Records for processing:
-------
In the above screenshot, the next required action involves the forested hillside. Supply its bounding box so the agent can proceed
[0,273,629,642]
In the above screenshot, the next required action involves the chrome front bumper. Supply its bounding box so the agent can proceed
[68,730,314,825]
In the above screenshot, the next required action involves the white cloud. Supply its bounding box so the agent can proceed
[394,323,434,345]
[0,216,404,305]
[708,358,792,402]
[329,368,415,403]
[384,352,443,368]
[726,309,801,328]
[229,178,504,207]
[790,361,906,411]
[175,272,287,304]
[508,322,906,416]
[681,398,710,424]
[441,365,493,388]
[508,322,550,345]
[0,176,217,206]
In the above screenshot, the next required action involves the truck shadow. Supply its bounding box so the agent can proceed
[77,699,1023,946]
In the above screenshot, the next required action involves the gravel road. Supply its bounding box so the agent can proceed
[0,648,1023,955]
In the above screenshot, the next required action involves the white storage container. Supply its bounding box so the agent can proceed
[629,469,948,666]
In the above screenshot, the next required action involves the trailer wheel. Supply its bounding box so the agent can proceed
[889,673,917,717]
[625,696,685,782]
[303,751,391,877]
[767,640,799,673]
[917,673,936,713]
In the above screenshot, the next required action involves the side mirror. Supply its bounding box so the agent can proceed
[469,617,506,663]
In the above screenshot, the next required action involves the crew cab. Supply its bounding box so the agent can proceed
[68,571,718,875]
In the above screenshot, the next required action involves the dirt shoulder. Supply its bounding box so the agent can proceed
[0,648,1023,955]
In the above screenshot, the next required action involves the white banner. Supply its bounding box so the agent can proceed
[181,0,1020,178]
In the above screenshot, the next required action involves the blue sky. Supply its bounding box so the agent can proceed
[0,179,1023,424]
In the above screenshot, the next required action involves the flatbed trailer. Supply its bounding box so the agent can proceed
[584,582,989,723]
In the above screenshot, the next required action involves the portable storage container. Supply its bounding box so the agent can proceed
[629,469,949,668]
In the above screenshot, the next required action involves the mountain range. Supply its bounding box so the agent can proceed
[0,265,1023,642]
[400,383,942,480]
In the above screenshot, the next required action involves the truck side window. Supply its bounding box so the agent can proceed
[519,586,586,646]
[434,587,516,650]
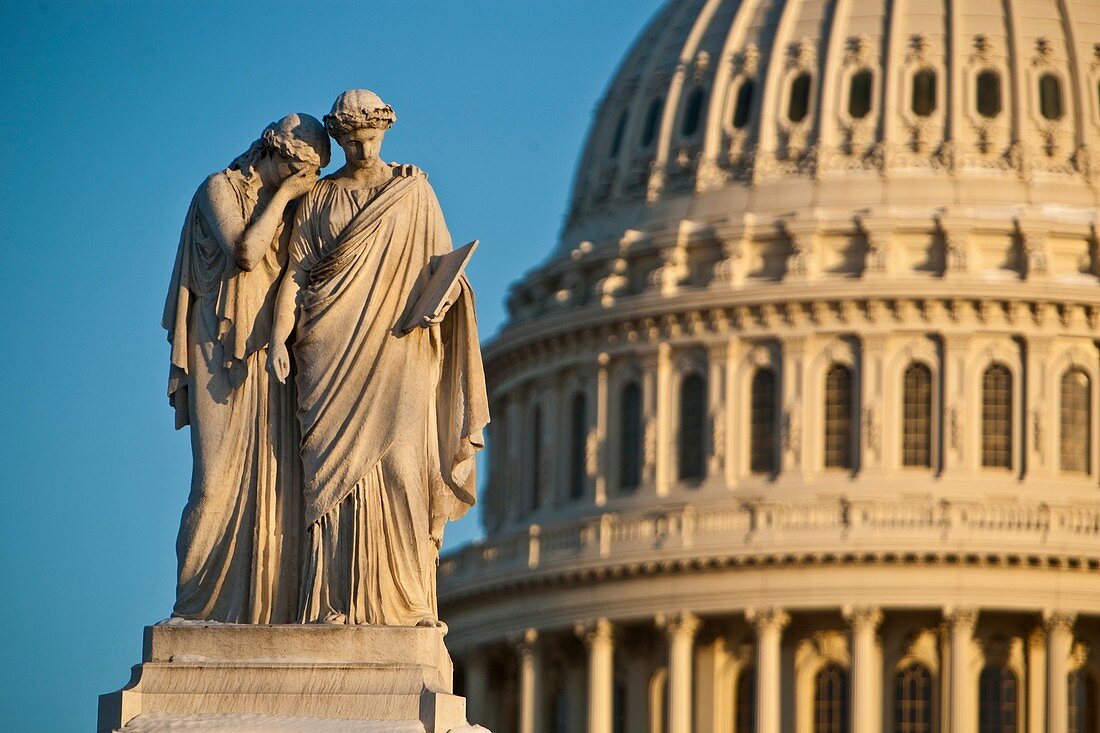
-------
What this task involves:
Express every line of the entries above as a JSON list of strings, one string per line, skipping blank lines and leaving out the picture.

Reply:
[
  "In the above screenshot, the next required action involves the forested hillside. Supply its bounding box so the agent can proceed",
  "[0,273,629,642]",
  "In the above screenshot, the next required action involves the chrome front bumper. Supply its bounding box so the agent can proceed",
  "[68,730,314,825]",
  "In the above screenshot, the next required action involves the white cloud. Supply its bounding box so the agent can proceed",
  "[394,323,434,345]",
  "[0,216,404,305]",
  "[708,358,792,402]",
  "[329,368,415,403]",
  "[384,352,443,368]",
  "[726,309,801,328]",
  "[229,178,504,207]",
  "[790,361,906,411]",
  "[175,272,287,304]",
  "[508,322,906,416]",
  "[681,398,710,424]",
  "[441,365,493,388]",
  "[508,322,550,345]",
  "[0,176,217,206]",
  "In the above screenshot, the next required action involves the truck shadow. Supply its bounding box so the agent can proceed",
  "[77,699,1023,946]",
  "In the above screenshot, the next required action involves the gravel road. Supply its bounding box so the agent can proceed",
  "[0,648,1023,955]",
  "In the above screenshot, the next required action involves the white storage container. Supply its bounding box so the agent can proceed",
  "[629,469,948,666]",
  "In the above screenshot, the next required action involves the trailer wheel. Supply its bounding box so the agent can proceed",
  "[889,673,917,717]",
  "[625,696,685,782]",
  "[303,751,391,877]",
  "[767,640,799,673]",
  "[917,673,936,713]",
  "In the above screenshot, the next required action involves the side mirror. Supply its bounding box so the agent can proceed",
  "[469,617,506,663]",
  "In the above screenshot, the next required action involves the crew cab. Supply its bounding box so the agent can proceed",
  "[68,571,718,875]",
  "In the above screenshot, the next required action involves the dirt shoulder. Supply its bounding box so the agent can proceed",
  "[0,648,1023,955]",
  "In the above screenshot, the next required action involves the white banner. Supply its bounding box so the agent can proceed",
  "[181,0,1020,178]",
  "In the above screenshot, the next required action involves the blue sky. Supply its bounding box so the agent can proceed",
  "[0,179,1023,424]",
  "In the above screenshot, the next required action involves the flatbed trailer. Supply its bounding box so the agent can proceed",
  "[584,582,989,723]",
  "In the above screenshot, the next required action involves the portable storage container. Supply its bounding box so the agent can proceed",
  "[629,469,949,668]",
  "In the above screenshot, the next required action involves the mountain range. Supply its bounding box so the agent can proceed",
  "[0,265,1023,642]",
  "[400,383,942,480]",
  "In the above screenshot, the next required action involves the truck side window. Supply its bounding box so the agent can proceed",
  "[519,586,586,646]",
  "[434,587,516,650]"
]